* **EXERCISE MATERIAL**:

□ □ □ □

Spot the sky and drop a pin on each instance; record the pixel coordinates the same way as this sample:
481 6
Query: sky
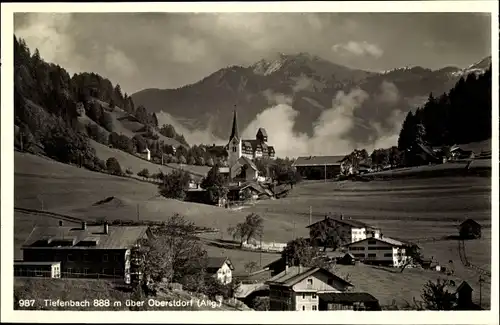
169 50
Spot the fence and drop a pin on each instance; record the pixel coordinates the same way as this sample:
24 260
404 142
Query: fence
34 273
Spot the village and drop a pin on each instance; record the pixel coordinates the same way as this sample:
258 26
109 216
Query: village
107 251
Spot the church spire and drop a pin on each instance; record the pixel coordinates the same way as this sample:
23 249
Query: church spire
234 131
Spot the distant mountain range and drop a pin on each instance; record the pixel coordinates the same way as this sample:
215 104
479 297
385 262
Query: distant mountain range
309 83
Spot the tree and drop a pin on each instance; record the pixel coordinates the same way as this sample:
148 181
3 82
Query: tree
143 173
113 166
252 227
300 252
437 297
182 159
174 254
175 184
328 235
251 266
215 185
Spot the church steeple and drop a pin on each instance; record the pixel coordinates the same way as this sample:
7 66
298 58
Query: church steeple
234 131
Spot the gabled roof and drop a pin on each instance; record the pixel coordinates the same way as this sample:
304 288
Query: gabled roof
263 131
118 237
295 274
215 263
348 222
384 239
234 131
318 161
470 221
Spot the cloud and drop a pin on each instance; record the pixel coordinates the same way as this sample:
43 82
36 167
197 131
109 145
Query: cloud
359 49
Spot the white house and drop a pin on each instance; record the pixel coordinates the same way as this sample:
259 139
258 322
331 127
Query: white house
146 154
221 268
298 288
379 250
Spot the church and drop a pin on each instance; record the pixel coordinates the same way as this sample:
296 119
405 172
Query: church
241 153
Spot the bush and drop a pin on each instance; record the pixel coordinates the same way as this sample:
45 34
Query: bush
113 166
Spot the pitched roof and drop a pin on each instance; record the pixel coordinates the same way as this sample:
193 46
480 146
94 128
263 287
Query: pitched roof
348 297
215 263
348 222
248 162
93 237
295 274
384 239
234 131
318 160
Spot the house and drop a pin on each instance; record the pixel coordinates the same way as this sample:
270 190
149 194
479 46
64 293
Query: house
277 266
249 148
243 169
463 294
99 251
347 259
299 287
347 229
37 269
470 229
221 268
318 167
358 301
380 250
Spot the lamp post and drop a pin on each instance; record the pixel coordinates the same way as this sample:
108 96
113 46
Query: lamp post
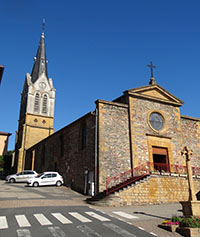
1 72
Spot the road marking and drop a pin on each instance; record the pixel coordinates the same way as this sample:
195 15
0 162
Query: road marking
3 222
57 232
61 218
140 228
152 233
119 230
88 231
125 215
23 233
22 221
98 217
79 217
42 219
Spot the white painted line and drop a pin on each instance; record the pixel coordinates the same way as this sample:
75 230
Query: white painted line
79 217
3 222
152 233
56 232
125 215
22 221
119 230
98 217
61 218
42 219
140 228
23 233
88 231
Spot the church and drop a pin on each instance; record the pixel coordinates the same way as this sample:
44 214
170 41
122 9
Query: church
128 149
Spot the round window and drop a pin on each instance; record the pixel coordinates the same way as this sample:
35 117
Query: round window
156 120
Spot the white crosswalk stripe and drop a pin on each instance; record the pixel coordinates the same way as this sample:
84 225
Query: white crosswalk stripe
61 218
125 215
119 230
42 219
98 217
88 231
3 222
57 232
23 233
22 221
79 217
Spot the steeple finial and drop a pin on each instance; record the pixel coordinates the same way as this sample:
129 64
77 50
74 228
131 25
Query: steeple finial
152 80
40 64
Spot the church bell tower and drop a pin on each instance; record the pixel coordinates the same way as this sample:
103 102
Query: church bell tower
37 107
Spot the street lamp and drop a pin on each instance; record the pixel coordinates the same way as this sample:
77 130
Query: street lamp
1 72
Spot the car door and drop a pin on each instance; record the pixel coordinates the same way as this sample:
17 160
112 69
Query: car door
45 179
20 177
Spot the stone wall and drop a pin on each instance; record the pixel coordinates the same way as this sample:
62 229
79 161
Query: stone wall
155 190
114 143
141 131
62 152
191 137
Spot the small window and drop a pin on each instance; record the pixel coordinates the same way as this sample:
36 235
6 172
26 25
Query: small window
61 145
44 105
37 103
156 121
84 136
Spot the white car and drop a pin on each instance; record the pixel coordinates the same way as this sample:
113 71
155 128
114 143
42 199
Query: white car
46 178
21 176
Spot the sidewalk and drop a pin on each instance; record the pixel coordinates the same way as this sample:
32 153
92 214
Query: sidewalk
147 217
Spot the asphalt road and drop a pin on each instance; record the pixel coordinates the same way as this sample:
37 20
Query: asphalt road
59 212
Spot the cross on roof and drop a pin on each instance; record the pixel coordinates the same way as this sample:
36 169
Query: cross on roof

□ □ □ □

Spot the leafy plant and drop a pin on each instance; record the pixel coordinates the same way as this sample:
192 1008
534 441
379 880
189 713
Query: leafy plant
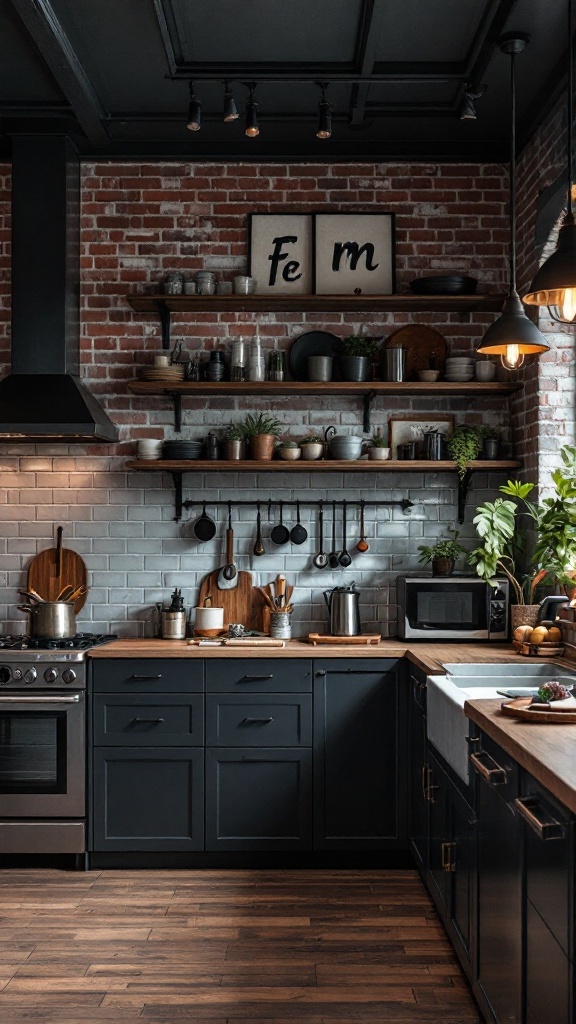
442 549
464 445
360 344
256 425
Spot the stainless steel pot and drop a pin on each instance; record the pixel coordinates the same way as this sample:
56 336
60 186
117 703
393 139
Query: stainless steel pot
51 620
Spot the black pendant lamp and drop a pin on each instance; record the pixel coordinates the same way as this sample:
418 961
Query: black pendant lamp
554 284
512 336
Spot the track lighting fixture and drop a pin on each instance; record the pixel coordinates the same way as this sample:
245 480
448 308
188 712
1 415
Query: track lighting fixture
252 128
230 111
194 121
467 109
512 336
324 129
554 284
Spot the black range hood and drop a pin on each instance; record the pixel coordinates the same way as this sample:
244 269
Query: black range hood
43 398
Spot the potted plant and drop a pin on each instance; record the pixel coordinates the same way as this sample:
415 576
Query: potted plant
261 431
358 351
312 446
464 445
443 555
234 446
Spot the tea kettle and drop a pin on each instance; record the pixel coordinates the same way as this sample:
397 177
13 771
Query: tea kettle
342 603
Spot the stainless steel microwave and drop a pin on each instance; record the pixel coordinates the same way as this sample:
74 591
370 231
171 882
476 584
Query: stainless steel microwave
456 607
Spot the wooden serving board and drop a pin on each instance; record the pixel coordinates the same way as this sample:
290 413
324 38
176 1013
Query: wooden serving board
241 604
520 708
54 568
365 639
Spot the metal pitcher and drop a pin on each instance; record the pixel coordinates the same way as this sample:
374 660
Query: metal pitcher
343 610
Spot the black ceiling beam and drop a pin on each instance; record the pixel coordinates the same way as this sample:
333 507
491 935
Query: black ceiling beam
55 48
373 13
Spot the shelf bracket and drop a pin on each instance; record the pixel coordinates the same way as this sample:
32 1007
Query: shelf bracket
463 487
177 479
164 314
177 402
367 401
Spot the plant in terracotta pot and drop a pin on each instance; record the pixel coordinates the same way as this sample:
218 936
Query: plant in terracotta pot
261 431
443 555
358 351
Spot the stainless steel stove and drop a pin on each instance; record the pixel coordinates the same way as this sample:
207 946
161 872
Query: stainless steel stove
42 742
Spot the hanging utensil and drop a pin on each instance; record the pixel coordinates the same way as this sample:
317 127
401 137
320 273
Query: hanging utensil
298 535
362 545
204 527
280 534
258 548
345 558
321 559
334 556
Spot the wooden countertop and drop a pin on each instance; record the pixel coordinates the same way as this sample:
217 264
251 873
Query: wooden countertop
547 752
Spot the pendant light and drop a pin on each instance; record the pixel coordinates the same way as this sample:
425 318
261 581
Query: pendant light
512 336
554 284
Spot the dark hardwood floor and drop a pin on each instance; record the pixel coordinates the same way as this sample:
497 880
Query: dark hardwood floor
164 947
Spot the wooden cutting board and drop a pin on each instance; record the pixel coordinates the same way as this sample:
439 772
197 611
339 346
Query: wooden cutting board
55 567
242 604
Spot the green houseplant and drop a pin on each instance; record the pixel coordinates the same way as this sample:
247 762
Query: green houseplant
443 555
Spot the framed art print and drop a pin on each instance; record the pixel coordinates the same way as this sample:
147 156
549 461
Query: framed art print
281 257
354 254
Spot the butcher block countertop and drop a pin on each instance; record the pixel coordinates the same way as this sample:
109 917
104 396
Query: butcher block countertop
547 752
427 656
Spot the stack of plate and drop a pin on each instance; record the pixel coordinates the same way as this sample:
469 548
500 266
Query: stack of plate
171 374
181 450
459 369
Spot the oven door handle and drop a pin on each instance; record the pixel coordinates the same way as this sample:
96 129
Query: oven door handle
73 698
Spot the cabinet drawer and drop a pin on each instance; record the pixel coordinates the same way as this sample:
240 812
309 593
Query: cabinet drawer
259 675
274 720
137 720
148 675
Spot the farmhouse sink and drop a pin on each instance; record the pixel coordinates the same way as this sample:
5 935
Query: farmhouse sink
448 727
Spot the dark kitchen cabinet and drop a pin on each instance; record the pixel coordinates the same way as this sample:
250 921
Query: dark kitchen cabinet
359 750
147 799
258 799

□ □ □ □

* **TASK PROMPT**: Pick out every line of the data above that contains the word "village" and copy each one.

* **SOLUTION TO THE EXERCISE**:
Spot the village and drop a pin on each instance; record the pixel coordinates the same way as this sample:
Query: village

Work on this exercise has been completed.